*EXTRACTED MATERIAL*.
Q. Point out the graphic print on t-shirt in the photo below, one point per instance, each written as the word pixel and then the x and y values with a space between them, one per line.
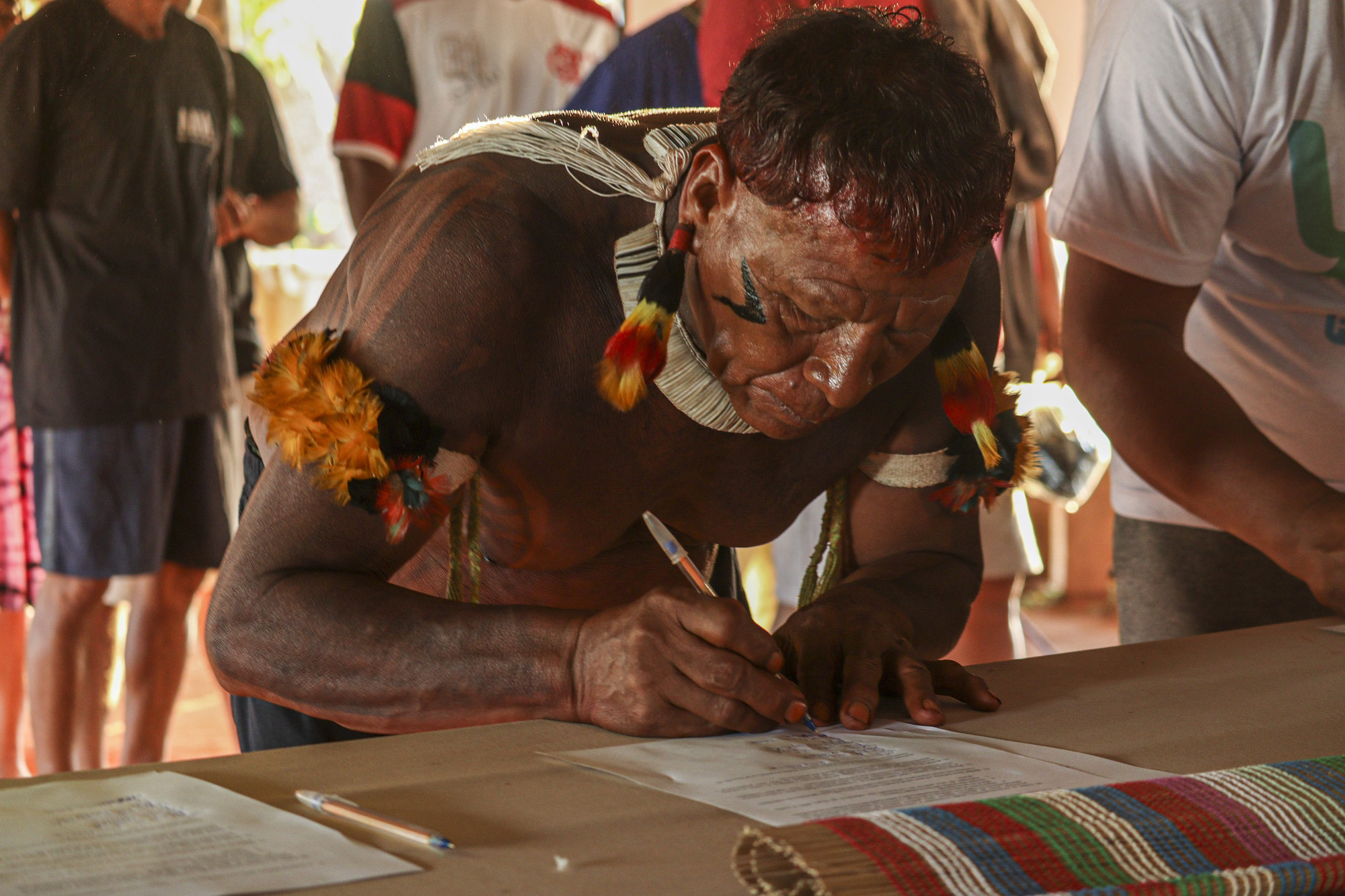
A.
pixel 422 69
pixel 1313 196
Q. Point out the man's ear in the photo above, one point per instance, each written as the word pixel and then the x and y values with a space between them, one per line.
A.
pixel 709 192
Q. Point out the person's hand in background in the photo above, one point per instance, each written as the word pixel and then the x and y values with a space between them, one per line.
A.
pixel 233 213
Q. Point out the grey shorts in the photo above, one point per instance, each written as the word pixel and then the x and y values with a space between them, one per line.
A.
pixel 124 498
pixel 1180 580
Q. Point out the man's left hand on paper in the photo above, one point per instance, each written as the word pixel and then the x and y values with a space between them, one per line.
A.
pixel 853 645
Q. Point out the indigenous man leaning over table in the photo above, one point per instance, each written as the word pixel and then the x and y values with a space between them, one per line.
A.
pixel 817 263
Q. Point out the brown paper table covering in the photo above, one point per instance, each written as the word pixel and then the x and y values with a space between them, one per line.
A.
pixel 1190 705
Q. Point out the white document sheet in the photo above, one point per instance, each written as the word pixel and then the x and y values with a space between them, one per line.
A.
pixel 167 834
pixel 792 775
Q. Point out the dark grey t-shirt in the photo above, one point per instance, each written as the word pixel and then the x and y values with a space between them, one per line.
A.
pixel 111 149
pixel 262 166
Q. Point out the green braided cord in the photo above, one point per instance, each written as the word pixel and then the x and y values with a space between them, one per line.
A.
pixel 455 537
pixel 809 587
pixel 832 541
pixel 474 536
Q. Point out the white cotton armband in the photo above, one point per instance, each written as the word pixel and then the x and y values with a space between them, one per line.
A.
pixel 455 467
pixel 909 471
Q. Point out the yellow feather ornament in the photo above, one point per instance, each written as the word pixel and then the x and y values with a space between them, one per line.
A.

*OBJECTIVE*. Rewrite all of the records above with every "Point out" changed to "Locate" and everything else left as it is. Leave the pictures out of your answer.

*SOLUTION FOR THIS TASK*.
Q. Locate the graphic print on t-shirt in the photo below, one point per instance, each written as the word pixel and then the x and y values with a space between them, one per line.
A.
pixel 422 69
pixel 1313 196
Q. Locate the man's ear in the photo above, one point per instance, each written as the word pixel and then the x and y values with a space between them, one per line.
A.
pixel 709 192
Q. Locate the person's hand in background in the photo above, one point per instance, each written as the word pixel and then the x and y values with a space between them, one per line.
A.
pixel 233 213
Q. Locate the grey shorts in the photo above, one point per instance, each written as the word pixel and then the x and y values with a space between them, one per line.
A.
pixel 124 498
pixel 1180 580
Q. Locate the man's left hand on paper in the photo above, one point per instance, each written as the word pixel and then the x and y values with a space between them, one per line.
A.
pixel 853 645
Q. Locate the indigenous man leaning over table in the photo above, one point per instance, each written as the word pixel and then the x and y values with a space between them, one per line.
A.
pixel 817 263
Q. Locate the brown paper table covering in the photo above, one point per instance, each written as the word pixel and then the x and y values with a space between them, one per line.
A.
pixel 1190 705
Q. Locate the white document sheet in the photo above, one point per instance, each written as the word pixel and then the x and y values with a space between them, one per line.
A.
pixel 167 834
pixel 792 775
Q. Locate the dark grey t-shirt in the photo above, one point per instance, each written as the word pixel and then the x and y values with a space between them, one per line.
A.
pixel 111 149
pixel 262 166
Q. Locate the green braided cord in the photo above, one point per instance, each written as the word pixel and then the x and y values with a space between them, one per line.
A.
pixel 455 537
pixel 809 587
pixel 832 541
pixel 474 536
Q. Locate the white cotton armband in the photo above, one point per instance, each written as the word pixel and then the x and y values with a space between them, one per line.
A.
pixel 455 467
pixel 909 471
Q. Locate the yellow feather ornament in the photo above, one point per instance, each written as the word pixel and then the x and y values with a space between them, one per line.
A.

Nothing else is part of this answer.